• _KUTIPAN HALAMAN_
▼
F. EMERGENCY CARE ENVIRONTMENT
Setting dimana pasien memerlukan intervensi oleh pemberi pelayanan kep emergency.
G. EMERGENCY PATIENT
1. Pasien dr segala umur dng diagnosa, tidak terdiagnosa atau maldiagnosis problem dng kompleksitas yg bervariasi.
2. Pasien-pasien yg memerlukan intervensi nyata dimana dpt terjadi perubahan status fisiologis atau psikologis scr cepat yg mungkin mengancam kehidupannya.
H. DIMENSI
Multidimensi meliputi : RESPONSIBILITIES, FUNCTION, ROLES, SKLILLS ( dng pengetahuan khusus )
1. KARAKTERISTIK UNIK PRAKTEK KEP. GADAR
a. Pengkajian, diagnosa, terai baik yg urgen / non urgen individual dari berbagai umur pasien walaupun dng data / informasi yg sangat terbatas
b. Triage & Prioritas
c. Persiapan bencana alam
d. Stabilisasi & resusitasi
e. Krisis intervensi u/ populasi ps yg UNIk spt korban kekerasan sexual
f. Pemberian perawatan pd lingkungan yg tidak terkontrol atau yg tidak dpt diprrediksikan
2. KERANGKA KERJA PROSES KEP. EN
a. TUJUAN
• Menyelamatkan hidup
b. PENGKAJIAN
Pada sistem yg terganggu
U/ memperbaiki kegagalan atau mempertahankan sistem
c. DIAGNOSIS
Mencari perbedaan u/ menemukan tanda-tanda & gejala
d. PERENCANAAN
Berdasarkan protokol dan prosedur
e. INTERVENSI
Terapi ditujukan pd penanganan gejala krisis & stabilisasi ps.
Diteruskan s/d pasien stabil u/ dpt pindah atau ditransportasikan ke unit lain atau meninggal
PERTOLONGAN PERTAMA PADA GIGITAN ULAR
A. Ular berbisa di Indonesia
Ular berbisa hanya sedikit yang ditemukan di Indonesia, diantaranya: ular sendok (kobra), ular anang (tedung atau king kobra), ular welang, ular weling, ular hijau pucuk/ular gadung (luwuk), ular taliwangsa (belang hitam-kuning) dan ular tanah (coklat tua dengan taring panjang).
▲
• _DAFTAR YANG DIBERIKAN_
▼
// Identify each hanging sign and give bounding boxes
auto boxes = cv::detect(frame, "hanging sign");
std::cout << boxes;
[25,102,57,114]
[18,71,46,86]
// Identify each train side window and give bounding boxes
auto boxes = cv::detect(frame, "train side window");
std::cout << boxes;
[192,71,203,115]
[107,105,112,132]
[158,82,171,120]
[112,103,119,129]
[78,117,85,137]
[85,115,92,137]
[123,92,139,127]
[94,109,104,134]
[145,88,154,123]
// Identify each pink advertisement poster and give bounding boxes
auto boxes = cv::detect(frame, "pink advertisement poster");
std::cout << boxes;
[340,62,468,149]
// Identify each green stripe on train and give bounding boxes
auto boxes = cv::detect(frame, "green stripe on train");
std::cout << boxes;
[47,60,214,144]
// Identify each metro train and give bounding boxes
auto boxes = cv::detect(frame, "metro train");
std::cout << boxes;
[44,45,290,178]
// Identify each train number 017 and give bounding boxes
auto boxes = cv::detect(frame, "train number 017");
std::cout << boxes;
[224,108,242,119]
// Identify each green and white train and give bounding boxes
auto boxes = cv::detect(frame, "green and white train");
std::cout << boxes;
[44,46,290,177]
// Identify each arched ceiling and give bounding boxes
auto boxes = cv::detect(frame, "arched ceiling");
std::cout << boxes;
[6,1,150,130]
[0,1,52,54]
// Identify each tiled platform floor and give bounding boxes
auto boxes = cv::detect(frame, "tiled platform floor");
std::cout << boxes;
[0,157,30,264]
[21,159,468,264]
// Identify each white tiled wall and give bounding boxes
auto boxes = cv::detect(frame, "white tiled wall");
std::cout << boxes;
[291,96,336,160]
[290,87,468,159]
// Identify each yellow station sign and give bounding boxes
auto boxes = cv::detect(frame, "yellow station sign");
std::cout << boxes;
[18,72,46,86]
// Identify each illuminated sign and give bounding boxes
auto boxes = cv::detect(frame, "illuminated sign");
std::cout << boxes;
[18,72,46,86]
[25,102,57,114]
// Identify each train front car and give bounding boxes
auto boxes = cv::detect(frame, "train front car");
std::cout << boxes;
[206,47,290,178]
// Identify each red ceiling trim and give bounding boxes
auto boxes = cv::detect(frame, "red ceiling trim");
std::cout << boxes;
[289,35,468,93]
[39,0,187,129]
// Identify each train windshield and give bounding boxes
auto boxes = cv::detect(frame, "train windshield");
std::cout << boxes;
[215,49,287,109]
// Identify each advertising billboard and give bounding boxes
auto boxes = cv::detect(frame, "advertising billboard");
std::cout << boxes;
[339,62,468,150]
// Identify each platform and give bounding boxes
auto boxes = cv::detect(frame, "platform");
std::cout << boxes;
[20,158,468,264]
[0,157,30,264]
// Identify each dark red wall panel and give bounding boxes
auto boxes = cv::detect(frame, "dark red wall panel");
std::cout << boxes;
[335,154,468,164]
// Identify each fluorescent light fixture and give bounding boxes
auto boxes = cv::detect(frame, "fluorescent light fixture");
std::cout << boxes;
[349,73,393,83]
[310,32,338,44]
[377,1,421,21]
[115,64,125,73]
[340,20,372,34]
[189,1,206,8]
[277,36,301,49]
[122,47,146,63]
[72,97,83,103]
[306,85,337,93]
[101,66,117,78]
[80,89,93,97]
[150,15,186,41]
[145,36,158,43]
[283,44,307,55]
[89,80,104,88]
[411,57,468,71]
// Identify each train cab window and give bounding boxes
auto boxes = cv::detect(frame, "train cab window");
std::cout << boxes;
▲
Tulis lanjutan kutipan halaman tentang keperawatan gawat darurat dan pertolongan pertama pada gigitan ular, dimulai setelah kalimat terakhirnya.

• _JAWABAN TERTULIS_
B. Sifat Ular
Sifat ular yang harus dipahami adalah; ular takut pada manusia, menggigit untuk memperingatkan/mengusir manusia (pada kebanyakan kasus) serta 70% gigitan ular bukan dari ular berbisa, umumnya hanya sedikit atau tidak ada racun yang disuntikkan. Gigitan ular tidak semuanya berakhir dengan kematian. Kematian tidak datang seketika atau dalam beberapa menit saja. Gejala biasanya timbul 15 menit sampai 2 jam kemudian setelah korban digigit ular.
C. Ciri-ciri ular berbisa
Ciri secara umum (tidak mutlak) yg biasanya ada pada ular berbisa, yaitu: bentuk kepala pipih dan berpola huruf ‘V’, ukuran relatif kecil atau pendek, kecuali King Cobra yang bisa mencapai 5 meter dan warna biasanya cerah (tetapi hal ini tidak mutlak).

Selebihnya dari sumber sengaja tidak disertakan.